* **Stated task**: Set down the material below word for word, excluding the pictures.

* **Given data**:
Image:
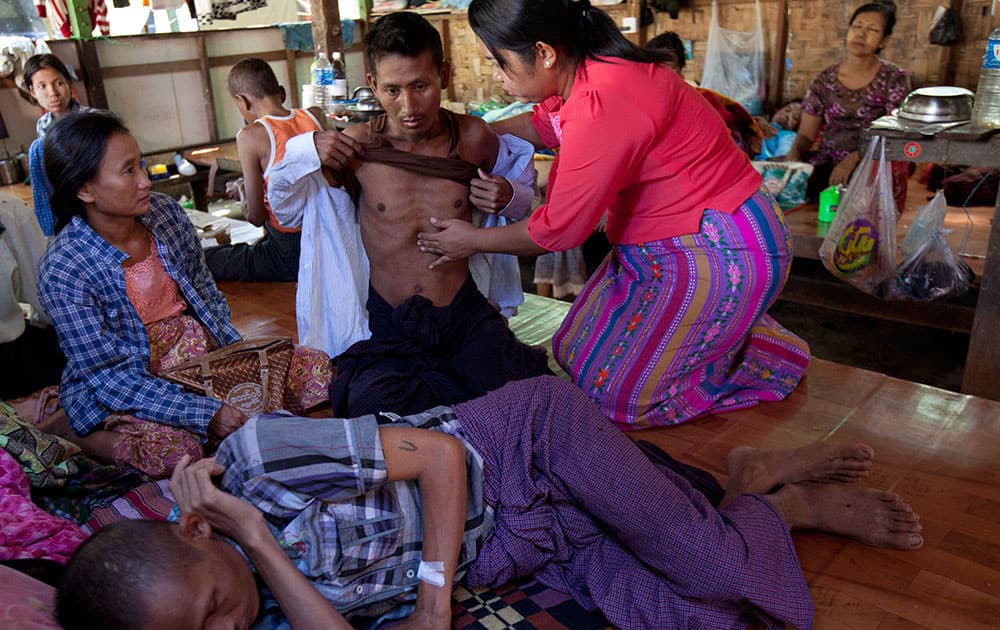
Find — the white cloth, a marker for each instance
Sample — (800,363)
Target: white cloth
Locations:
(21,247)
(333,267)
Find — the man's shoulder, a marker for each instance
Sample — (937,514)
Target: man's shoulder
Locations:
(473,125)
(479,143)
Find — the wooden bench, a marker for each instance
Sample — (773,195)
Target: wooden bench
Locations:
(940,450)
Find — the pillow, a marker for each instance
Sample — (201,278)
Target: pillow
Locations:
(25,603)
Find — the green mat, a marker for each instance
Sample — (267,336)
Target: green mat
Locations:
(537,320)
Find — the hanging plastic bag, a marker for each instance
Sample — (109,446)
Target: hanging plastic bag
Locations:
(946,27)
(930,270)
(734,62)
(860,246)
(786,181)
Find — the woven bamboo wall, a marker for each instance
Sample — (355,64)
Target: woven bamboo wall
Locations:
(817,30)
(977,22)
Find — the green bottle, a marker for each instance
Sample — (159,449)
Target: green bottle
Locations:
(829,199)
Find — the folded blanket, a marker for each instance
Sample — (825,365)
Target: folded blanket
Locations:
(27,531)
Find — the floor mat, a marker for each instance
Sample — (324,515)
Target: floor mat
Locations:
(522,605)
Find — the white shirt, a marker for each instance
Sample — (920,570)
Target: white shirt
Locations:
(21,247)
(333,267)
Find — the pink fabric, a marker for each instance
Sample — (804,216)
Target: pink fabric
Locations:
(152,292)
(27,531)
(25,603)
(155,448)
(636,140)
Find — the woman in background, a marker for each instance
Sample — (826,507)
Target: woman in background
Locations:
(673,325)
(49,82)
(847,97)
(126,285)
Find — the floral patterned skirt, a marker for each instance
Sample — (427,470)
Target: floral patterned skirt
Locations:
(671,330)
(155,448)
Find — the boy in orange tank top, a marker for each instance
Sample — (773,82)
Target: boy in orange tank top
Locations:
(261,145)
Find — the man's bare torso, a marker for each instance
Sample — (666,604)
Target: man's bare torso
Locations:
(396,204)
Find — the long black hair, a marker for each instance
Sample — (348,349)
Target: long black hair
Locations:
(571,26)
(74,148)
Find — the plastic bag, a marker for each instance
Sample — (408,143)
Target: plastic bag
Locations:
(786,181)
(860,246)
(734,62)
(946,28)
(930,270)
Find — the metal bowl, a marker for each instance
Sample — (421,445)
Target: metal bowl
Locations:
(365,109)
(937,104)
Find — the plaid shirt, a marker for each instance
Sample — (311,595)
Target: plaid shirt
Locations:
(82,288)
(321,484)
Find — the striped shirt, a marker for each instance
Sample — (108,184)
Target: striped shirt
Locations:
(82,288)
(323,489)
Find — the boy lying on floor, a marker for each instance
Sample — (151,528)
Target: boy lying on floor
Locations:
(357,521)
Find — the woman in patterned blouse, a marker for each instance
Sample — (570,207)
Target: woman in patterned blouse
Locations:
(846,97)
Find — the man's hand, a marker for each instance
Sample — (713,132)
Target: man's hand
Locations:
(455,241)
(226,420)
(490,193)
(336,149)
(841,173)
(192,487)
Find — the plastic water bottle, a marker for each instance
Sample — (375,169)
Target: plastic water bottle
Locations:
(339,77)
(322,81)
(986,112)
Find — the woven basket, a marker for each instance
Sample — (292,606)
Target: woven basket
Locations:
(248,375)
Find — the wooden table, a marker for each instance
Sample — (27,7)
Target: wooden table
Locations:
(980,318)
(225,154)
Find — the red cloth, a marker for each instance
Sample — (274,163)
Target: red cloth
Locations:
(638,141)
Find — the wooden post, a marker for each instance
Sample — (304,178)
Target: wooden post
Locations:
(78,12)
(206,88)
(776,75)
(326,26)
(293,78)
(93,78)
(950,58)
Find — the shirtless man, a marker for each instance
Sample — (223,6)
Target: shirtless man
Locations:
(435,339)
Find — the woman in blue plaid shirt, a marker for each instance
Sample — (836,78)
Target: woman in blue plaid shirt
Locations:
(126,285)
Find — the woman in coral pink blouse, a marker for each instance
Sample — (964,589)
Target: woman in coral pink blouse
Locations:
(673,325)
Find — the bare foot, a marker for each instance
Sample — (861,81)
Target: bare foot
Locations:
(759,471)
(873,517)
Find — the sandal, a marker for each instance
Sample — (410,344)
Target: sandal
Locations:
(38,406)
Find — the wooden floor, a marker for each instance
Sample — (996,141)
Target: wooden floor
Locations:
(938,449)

* **Response to this task**:
Image:
Find — the white cloth, a marker for each instance
Sample — (800,363)
Target: white cloth
Locations:
(21,247)
(333,267)
Find — the man's shoulder, a marker for each instance
Sample — (937,514)
Target: man's shoulder
Locations:
(473,125)
(479,143)
Find — the wooden bench, a marker for each instance
Sample — (773,195)
Target: wooden bench
Locations:
(940,450)
Find — the pillow, a marker for each instance
Sample — (201,278)
Target: pillow
Locations:
(25,603)
Find — the green mat, a marker for each instance
Sample — (267,336)
Target: green mat
Locations:
(537,320)
Find — the hanging plastic bag, a marker for each instance
Sample — (109,446)
Target: hanging plastic bag
Locations:
(946,27)
(930,270)
(734,62)
(860,246)
(786,181)
Find — the woven bamboo wall, a marker for each instance
Sample — (355,64)
Target: woven bamboo wall
Locations:
(817,30)
(977,22)
Find — the green bottle, a marker for each instance
Sample — (159,449)
Target: green bottle
Locations:
(829,199)
Find — the folded blanket, a marker for each instance
Sample — (825,365)
Target: folded blanket
Locations:
(27,531)
Find — the floor mat, a marker for each instance
Sample — (324,515)
Target: floor mat
Locations:
(522,605)
Find — the white shirt, a marker for each instance
Sample — (920,570)
Target: white shirt
Locations:
(21,247)
(333,267)
Find — the pink fabric, a marker for each instance
Sample — (804,216)
Target: pink fabric
Locations:
(152,292)
(27,531)
(25,603)
(155,448)
(636,140)
Find — the woman in background, a marker for each instance
Sample — (826,507)
Target: woman in background
Locations:
(673,325)
(49,82)
(847,97)
(126,285)
Find — the floral patterned skirt, a marker for each instance
Sample — (427,470)
Target: floral patterned skirt
Locations:
(671,330)
(155,448)
Find — the boy in orange tank top, a marker for each instance
Sample — (773,82)
Target: boy in orange tank top
Locations:
(261,145)
Find — the man's bare torso, a marker for each instance
Sample — (666,604)
Target: man's bare torso
Locations:
(396,204)
Find — the long black hair, a marker for each instance
Sample — (348,349)
Target: long black hair
Locations:
(571,26)
(74,148)
Find — the plastic bag, a marker for each instance
Sample — (408,143)
Target: plastic bag
Locations:
(786,181)
(860,246)
(734,62)
(946,28)
(930,270)
Find — the metal bowl, a marker for each instance
Sample — (421,445)
Target: metal bowl
Locations:
(365,109)
(937,104)
Find — the plaid shirt, a marker for each instance
Sample — (311,595)
Target: plaid shirt
Locations:
(82,288)
(321,484)
Find — the striped shirt, a marker for each instance
Sample — (108,184)
Target: striped shirt
Locations:
(82,288)
(323,489)
Find — the boy lying on floor, a marker for each instance
Sample — (151,528)
Target: boy lying on floor
Locations:
(357,521)
Find — the woman in patterned blouse, a marker for each instance
Sample — (570,207)
Target: woman in patterned blouse
Locations:
(846,97)
Find — the man's hand, a marker for each instance
Sample — (713,132)
Target: man's hand
Locations:
(455,241)
(226,420)
(490,193)
(336,149)
(841,173)
(192,487)
Find — the plastic water bottle, a marker for each instance
Sample — (375,169)
Target: plastic water bottle
Locations:
(339,77)
(322,81)
(986,112)
Find — the woven basket, a marker for each instance
Sample — (292,606)
Target: woven basket
Locations:
(248,375)
Find — the wooden table, a marker for each instance
Sample — (27,7)
Target: wooden table
Locations:
(980,318)
(225,154)
Find — the red cloth, a marker for each instance
Sample — (274,163)
Target: red cloth
Locations:
(638,141)
Find — the wooden post, a marker for each instance
Sample — (304,178)
Target: wooden post
Locations:
(78,12)
(206,88)
(776,75)
(326,26)
(293,78)
(93,78)
(950,58)
Find — the shirtless man, a marker for each instance
Sample — (223,6)
Target: shirtless man
Locations:
(435,339)
Find — the woman in blue plaid shirt, a marker for each instance
Sample — (836,78)
Target: woman in blue plaid shirt
Locations:
(126,285)
Find — the woman in coral pink blouse, a marker for each instance
Sample — (964,589)
Target: woman in coral pink blouse
Locations:
(673,325)
Find — the bare foot, a marker for each instance
Sample — (861,81)
Target: bare foot
Locations:
(759,471)
(873,517)
Find — the sandal, a marker for each instance
Sample — (410,344)
Target: sandal
Locations:
(38,406)
Find — the wooden floor, a marker for each instance
Sample — (996,141)
Target: wooden floor
Locations:
(938,449)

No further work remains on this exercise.